Exercise requirements.
Report every line of the records beneath this task that holds the string "sign".

____ Supplied entries

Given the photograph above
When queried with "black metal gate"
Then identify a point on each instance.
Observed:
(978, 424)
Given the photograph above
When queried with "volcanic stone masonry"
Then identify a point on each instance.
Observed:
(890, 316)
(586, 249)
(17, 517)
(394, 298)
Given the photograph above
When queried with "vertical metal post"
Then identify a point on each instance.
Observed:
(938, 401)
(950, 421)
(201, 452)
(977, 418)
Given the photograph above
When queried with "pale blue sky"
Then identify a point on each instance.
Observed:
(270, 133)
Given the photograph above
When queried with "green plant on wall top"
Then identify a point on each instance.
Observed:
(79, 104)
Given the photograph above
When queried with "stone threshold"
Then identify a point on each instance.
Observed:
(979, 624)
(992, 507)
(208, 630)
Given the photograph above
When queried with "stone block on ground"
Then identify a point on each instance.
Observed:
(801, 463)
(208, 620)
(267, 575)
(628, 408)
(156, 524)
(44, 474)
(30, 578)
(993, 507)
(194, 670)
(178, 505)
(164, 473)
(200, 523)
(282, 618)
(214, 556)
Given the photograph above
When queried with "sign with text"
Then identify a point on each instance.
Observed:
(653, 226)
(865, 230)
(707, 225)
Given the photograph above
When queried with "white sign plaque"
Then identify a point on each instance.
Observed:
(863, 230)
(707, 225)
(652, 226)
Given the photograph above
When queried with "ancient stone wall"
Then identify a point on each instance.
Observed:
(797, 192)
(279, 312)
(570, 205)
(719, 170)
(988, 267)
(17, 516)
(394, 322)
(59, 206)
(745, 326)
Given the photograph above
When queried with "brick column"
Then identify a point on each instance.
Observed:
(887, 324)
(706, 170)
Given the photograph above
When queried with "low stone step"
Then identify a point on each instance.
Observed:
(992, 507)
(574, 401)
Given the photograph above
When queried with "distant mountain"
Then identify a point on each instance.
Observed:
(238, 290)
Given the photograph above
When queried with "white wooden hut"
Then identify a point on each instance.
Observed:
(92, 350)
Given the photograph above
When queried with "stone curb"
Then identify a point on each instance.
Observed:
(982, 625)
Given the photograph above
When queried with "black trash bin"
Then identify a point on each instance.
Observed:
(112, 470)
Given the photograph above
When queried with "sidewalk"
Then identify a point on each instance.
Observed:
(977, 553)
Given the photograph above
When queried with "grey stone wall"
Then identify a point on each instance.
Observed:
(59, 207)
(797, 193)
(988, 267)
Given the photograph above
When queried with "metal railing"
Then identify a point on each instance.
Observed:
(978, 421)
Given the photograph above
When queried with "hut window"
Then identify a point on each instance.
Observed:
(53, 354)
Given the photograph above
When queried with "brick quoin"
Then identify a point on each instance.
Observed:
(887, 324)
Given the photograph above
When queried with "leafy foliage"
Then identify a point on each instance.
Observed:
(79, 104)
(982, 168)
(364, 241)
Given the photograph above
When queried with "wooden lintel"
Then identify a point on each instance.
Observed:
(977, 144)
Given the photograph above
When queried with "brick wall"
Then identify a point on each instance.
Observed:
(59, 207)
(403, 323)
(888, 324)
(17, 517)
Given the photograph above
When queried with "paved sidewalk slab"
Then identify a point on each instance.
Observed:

________

Response to this task.
When queried with "sign with text"
When queried with "white sign plaque"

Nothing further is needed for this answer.